Image object location entries
— Begin —

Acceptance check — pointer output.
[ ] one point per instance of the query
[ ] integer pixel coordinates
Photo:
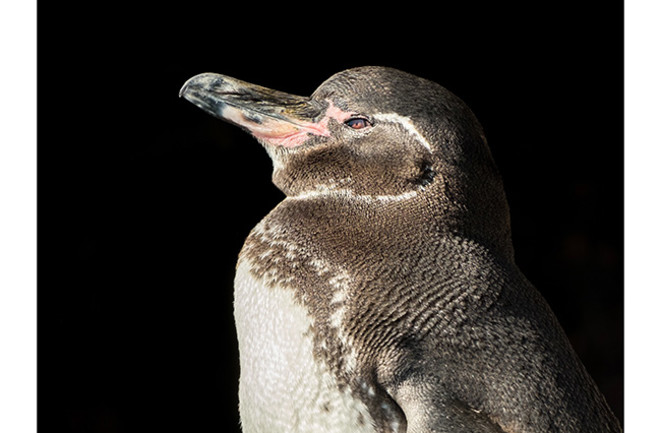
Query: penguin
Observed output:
(381, 294)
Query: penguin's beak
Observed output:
(273, 117)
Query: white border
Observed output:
(18, 136)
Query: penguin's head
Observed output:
(368, 131)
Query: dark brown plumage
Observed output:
(395, 241)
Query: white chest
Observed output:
(283, 388)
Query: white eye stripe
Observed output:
(406, 123)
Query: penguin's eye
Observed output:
(358, 123)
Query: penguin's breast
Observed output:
(283, 387)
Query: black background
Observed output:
(144, 200)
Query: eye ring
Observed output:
(358, 123)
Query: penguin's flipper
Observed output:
(426, 412)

— End —

Rewrite every line of the listing above, omitting the pictures. Multiply each coordinate in the observed outputs by 1.7 and round to a whole number, rounding halves up, and leave all other text unchanged.

_WRITTEN ANSWER_
Acceptance check — pointer output.
[ ] one point per instance of the query
[ ] integer pixel coordinates
Photo:
Query: penguin
Observed output:
(648, 500)
Query: penguin's beak
Observed output:
(464, 199)
Query: white border
Observed output:
(31, 231)
Query: penguin's head
Observed output:
(626, 223)
Query: dark brown plumage
Observed output:
(672, 410)
Query: white chest
Observed output:
(481, 660)
Query: white eye stripe
Observed output:
(690, 209)
Query: penguin's eye
Observed output:
(609, 209)
Query: penguin's breast
Observed output:
(481, 658)
Query: black background
Observed output:
(245, 340)
Query: eye ring
Observed output:
(609, 209)
Query: penguin's flipper
Observed output:
(724, 700)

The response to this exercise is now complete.